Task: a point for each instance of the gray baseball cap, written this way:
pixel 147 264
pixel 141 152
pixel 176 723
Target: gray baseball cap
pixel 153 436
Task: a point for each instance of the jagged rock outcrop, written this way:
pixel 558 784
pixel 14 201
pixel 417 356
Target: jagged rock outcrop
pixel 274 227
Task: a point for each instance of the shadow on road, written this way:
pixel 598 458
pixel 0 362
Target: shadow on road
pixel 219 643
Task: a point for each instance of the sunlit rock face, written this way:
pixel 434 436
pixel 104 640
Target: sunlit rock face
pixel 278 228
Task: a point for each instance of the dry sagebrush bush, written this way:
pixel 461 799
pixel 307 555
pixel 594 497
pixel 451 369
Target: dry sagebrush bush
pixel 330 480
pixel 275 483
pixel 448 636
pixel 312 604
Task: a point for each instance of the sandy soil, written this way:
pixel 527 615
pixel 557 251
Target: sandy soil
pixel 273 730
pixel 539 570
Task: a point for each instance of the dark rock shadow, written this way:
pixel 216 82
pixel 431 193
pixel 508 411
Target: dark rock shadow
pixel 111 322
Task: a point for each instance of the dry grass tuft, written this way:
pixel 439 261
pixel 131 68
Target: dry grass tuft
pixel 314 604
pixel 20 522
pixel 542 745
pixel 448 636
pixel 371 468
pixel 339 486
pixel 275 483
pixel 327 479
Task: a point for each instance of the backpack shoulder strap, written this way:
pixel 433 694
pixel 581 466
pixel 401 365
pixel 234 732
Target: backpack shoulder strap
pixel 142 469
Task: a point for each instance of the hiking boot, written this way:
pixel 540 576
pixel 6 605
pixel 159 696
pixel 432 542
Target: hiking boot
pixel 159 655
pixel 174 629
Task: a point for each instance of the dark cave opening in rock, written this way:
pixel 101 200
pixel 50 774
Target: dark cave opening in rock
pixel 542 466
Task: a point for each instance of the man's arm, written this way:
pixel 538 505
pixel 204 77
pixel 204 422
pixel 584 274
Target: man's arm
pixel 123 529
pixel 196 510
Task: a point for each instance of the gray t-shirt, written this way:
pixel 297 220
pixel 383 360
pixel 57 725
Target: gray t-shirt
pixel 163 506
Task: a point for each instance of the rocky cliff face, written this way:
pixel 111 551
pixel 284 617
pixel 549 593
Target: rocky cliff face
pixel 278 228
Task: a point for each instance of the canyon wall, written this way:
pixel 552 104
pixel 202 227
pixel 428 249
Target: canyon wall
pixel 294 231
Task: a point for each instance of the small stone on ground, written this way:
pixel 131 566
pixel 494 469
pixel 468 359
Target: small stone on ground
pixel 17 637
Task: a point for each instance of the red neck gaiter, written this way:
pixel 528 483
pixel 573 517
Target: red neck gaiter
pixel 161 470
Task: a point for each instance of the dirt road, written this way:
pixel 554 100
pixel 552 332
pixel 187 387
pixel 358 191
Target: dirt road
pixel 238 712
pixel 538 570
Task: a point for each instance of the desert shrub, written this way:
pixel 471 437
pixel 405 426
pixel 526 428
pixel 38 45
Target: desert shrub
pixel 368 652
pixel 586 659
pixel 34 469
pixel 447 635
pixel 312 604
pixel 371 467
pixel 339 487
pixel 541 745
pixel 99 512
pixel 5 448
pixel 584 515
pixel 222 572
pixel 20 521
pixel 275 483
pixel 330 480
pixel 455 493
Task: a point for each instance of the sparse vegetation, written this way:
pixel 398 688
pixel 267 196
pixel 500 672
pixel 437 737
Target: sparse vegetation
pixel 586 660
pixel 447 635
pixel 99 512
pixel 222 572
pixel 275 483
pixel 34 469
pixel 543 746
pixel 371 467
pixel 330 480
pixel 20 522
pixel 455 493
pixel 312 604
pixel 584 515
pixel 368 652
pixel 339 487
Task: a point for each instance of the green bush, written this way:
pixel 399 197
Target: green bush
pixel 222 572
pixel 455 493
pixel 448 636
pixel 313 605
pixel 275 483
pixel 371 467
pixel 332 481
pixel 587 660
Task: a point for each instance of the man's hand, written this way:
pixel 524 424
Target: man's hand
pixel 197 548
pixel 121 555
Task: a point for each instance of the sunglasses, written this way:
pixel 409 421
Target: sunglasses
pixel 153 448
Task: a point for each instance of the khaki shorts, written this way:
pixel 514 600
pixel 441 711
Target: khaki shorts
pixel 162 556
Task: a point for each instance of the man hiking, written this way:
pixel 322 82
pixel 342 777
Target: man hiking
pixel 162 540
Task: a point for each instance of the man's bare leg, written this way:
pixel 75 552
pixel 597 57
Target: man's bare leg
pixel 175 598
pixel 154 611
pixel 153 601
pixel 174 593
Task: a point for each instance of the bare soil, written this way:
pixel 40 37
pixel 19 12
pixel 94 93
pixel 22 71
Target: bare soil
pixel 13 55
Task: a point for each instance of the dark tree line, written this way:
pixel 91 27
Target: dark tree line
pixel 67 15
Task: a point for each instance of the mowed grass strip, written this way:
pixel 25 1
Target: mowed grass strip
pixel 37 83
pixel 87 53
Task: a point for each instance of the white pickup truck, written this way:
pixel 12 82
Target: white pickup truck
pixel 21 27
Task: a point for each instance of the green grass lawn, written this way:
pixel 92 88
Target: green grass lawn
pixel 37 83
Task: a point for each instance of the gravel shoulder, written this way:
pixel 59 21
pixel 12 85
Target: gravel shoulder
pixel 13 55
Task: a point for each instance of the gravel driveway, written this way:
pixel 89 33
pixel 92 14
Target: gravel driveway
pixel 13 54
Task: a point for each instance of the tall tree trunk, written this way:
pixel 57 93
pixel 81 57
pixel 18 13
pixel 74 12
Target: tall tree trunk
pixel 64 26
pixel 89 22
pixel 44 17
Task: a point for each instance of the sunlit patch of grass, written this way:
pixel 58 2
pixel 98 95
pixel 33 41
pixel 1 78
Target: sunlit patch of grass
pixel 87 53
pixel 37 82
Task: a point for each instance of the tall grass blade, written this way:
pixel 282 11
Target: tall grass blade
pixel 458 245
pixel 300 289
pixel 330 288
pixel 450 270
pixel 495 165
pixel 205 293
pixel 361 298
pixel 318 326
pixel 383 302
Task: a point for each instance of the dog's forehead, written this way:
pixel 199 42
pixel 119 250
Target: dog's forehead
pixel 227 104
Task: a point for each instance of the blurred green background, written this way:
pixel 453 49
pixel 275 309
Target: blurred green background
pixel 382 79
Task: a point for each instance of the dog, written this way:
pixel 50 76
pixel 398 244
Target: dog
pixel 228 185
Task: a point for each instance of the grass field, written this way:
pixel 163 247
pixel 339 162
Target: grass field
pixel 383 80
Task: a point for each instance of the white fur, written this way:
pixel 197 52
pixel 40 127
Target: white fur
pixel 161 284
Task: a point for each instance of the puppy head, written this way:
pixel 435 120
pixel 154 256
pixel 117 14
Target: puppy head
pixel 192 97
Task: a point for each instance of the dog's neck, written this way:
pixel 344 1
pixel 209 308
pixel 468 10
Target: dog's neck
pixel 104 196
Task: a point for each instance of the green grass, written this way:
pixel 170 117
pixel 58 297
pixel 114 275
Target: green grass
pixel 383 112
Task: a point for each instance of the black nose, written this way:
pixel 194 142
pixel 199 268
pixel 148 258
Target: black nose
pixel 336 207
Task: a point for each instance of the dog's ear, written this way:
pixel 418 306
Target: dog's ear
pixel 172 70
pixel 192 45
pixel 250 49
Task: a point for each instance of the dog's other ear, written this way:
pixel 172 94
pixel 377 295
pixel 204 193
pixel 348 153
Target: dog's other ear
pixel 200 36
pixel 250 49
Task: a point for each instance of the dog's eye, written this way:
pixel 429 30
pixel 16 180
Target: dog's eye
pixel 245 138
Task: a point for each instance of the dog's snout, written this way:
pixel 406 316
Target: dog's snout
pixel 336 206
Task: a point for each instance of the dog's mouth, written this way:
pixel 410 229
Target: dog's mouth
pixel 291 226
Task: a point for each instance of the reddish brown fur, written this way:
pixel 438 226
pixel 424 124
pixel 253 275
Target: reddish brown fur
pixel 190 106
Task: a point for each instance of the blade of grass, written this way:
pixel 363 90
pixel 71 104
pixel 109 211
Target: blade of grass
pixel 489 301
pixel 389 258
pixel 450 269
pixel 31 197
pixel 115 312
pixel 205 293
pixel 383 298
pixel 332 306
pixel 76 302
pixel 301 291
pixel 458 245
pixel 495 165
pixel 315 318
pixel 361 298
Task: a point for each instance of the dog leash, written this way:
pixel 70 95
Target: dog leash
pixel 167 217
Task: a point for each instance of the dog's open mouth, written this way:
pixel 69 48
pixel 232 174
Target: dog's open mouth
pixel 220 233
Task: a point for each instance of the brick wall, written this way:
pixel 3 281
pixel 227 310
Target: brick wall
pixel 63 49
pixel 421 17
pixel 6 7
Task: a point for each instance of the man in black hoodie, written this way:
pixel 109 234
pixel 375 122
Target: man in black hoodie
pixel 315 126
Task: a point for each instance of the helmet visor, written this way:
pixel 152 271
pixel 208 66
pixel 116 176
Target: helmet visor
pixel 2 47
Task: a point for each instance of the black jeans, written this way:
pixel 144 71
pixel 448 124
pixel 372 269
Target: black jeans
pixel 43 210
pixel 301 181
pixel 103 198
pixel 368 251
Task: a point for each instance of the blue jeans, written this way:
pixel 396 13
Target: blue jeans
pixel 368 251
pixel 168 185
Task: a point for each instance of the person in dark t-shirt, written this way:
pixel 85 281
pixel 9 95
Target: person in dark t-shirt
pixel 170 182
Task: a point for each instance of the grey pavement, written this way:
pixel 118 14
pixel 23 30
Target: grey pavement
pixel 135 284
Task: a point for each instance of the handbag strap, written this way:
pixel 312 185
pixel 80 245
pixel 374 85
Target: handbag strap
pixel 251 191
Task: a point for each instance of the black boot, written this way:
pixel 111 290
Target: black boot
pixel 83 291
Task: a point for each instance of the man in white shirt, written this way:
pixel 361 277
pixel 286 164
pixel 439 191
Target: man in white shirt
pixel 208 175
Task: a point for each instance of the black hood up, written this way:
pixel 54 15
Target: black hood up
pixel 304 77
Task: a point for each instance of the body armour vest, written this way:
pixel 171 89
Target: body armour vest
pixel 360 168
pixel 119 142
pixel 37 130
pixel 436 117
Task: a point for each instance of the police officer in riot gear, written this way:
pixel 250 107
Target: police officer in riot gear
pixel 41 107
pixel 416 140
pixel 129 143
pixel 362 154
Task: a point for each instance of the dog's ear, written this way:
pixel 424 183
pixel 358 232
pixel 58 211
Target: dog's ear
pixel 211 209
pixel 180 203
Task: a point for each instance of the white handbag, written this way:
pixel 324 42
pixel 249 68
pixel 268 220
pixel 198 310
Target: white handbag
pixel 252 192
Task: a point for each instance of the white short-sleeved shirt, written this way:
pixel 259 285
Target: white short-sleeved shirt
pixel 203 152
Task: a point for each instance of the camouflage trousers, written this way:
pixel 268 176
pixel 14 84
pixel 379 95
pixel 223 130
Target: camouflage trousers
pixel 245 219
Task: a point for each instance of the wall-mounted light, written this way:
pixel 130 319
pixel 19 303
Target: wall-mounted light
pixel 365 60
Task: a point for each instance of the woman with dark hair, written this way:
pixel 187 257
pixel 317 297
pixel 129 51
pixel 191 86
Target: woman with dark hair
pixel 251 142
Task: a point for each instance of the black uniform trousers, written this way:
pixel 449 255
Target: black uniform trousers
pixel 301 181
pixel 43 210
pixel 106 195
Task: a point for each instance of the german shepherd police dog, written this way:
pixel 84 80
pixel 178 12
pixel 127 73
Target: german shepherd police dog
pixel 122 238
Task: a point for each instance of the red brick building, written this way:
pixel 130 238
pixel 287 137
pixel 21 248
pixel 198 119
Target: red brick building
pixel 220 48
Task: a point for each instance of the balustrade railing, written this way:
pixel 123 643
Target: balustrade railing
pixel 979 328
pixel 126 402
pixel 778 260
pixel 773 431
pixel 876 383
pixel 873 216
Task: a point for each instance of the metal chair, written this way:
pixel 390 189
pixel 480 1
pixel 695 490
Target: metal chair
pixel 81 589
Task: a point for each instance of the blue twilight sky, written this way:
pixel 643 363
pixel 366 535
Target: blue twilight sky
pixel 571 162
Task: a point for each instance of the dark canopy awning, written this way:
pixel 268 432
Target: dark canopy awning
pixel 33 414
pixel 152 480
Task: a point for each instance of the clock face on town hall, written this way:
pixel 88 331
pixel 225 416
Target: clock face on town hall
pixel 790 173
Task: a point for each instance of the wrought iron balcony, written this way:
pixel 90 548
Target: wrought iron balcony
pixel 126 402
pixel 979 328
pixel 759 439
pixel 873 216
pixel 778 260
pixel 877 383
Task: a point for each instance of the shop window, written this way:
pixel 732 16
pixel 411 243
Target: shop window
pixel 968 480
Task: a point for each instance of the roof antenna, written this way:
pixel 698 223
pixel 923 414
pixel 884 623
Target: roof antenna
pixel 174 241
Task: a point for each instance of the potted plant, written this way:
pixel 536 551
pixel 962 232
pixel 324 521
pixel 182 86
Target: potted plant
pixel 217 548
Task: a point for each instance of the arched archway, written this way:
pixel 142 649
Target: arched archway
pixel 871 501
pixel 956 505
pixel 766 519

» Exercise description
Reproduce the listing word for word from its first line up to and including the line with "pixel 557 251". Give no other lines.

» Answer space
Task: a point for each instance of the gray baseball cap, written this way:
pixel 147 264
pixel 141 152
pixel 176 723
Target: gray baseball cap
pixel 153 436
Task: a point for each instance of the jagged rock outcrop, written this way:
pixel 558 784
pixel 14 201
pixel 417 356
Target: jagged rock outcrop
pixel 274 227
Task: a point for each instance of the shadow on road, written this way:
pixel 598 458
pixel 0 362
Target: shadow on road
pixel 219 643
Task: a point for each instance of the sunlit rock face, written this way:
pixel 434 436
pixel 104 640
Target: sunlit rock face
pixel 278 228
Task: a point for each instance of the dry sagebrush bush, written this way:
pixel 461 799
pixel 307 555
pixel 594 497
pixel 451 369
Target: dry sagebrush bush
pixel 330 480
pixel 275 483
pixel 448 636
pixel 312 604
Task: a point for each instance of the sandy soil, written this way:
pixel 527 615
pixel 557 251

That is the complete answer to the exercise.